| TASK |
Down to the final line, write out the data below exactly.

======== RECORDS TO PROCESS ========

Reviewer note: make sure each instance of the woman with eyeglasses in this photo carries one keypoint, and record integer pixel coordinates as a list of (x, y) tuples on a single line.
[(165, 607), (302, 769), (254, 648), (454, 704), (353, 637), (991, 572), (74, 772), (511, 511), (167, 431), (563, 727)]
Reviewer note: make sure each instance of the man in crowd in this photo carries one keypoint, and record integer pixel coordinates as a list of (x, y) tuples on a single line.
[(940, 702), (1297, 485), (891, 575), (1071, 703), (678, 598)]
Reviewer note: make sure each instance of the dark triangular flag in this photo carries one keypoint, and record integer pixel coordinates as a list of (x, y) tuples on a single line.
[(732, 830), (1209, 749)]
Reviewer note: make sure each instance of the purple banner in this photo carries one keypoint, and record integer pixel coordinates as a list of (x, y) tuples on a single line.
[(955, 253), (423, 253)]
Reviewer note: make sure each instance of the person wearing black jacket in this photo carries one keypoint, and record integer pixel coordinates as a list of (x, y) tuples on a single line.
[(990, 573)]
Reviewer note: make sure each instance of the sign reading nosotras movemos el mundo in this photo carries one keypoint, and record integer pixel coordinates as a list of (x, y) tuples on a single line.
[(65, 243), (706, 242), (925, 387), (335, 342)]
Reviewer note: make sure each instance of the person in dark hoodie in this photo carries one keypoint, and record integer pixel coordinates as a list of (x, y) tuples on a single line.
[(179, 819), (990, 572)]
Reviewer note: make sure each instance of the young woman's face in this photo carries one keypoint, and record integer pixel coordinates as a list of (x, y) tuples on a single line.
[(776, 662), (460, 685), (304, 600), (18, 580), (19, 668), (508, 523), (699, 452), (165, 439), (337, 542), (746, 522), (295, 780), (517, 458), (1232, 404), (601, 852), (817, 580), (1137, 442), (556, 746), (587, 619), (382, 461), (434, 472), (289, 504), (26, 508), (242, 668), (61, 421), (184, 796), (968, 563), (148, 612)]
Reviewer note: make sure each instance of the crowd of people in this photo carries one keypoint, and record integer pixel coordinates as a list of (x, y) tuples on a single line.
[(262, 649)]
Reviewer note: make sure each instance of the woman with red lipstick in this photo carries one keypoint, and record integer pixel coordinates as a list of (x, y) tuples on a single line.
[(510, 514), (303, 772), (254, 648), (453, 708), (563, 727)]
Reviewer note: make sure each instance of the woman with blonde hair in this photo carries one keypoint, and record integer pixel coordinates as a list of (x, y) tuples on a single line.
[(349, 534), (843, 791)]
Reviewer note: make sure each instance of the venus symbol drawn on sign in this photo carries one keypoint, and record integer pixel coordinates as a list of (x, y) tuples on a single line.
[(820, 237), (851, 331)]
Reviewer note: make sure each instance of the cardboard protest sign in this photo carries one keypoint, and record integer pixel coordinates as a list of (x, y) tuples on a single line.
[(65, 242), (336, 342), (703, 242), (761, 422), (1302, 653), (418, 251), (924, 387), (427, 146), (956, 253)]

========

| YOUR RESPONSE |
Reviewer note: make sure each instance of the woman with eyeglasses in this photo carries one keypoint, and record integer pixel coordinates as a list of (x, y) tuples on a single line.
[(165, 607), (302, 769), (254, 648), (454, 704), (353, 637), (991, 572), (74, 772), (511, 511), (167, 431), (563, 727)]
Reviewer note: make sure each instance of the man in crowd in this photo carries one keypoint, and record integer pixel coordinates as a list of (x, y) tuples on a single line.
[(940, 702), (1297, 485), (891, 575), (1071, 703), (678, 598)]
Reviewer note: make sure each instance of the dark triangular flag in this photo carries one keypoint, and record integer pixel coordinates as a list of (x, y) tuples on a single line.
[(732, 830), (1209, 749)]
Reviewer note: make sure each instance of the purple banner in this photo carries one keypoint, and record integer pixel coordinates as a list of (x, y) tuples on a single line.
[(955, 253), (423, 253)]
Reviewer note: make sure each instance of the person wearing black jacket in this photo carries one keypoint, and record integer pixel coordinates as a list of (x, y) tuples on a single line.
[(990, 573)]
Reviewer note: make sure each instance of the sign reading nosotras movemos el mundo in this photo carries one keypoint, and record integer pixel coordinates as a list of (x, y) tuples on a single line.
[(65, 243), (706, 242), (925, 387), (335, 342)]
Reviewer note: make sure each instance of the person in dark hoodie in this photo carries one keypoint, and record integer pixel coordinates as a list of (x, y) tuples on a single line.
[(179, 819), (990, 572)]
Reviewer note: make sure each instance of the young woman's face in this photo carries one keypoint, and record integer pixel coordinates as a list of (x, y) tuples on a single line.
[(776, 662), (460, 685), (304, 600), (18, 580), (19, 668), (508, 523), (699, 452), (165, 439), (337, 542), (746, 522), (295, 780), (517, 458), (1232, 404), (601, 852), (817, 580), (1137, 442), (556, 746), (587, 619), (382, 461), (434, 472), (289, 504), (26, 508), (242, 668), (61, 421), (184, 796), (968, 563), (148, 612)]
Reviewer note: make sure each instance of the crowd of people in this photo carries one keypoint, and record integer pixel coordinates as a list of (x, y) tuples on a single line.
[(262, 649)]
Reviewer note: make sure each instance of the woman with red lipstick in this photo carries one keypoint, and record integer pixel coordinates as a list of (x, y) tuples on a single line.
[(510, 514), (303, 772), (254, 648), (453, 708), (563, 727)]
Reviewer note: make sure each instance of the woman with blonde hair in this photo carries one keypoint, and record integer pixel coordinates as a list of (x, y) tuples on a single line.
[(349, 534), (843, 791)]
Reviewer note: make sure each instance of the venus symbol drawn on sign in this photo carries one keypoint, and record integer pixel coordinates as a list of (x, y) tuples on a single line.
[(820, 237), (851, 331)]
Reviewer note: make sure each instance of the cardboard protest sign in this photo carries one keypoint, and record integer pixel coordinates as a list of (x, y) tuples on a single line.
[(65, 242), (336, 342), (703, 242), (761, 422), (1302, 653), (418, 251), (924, 387), (427, 146), (956, 253)]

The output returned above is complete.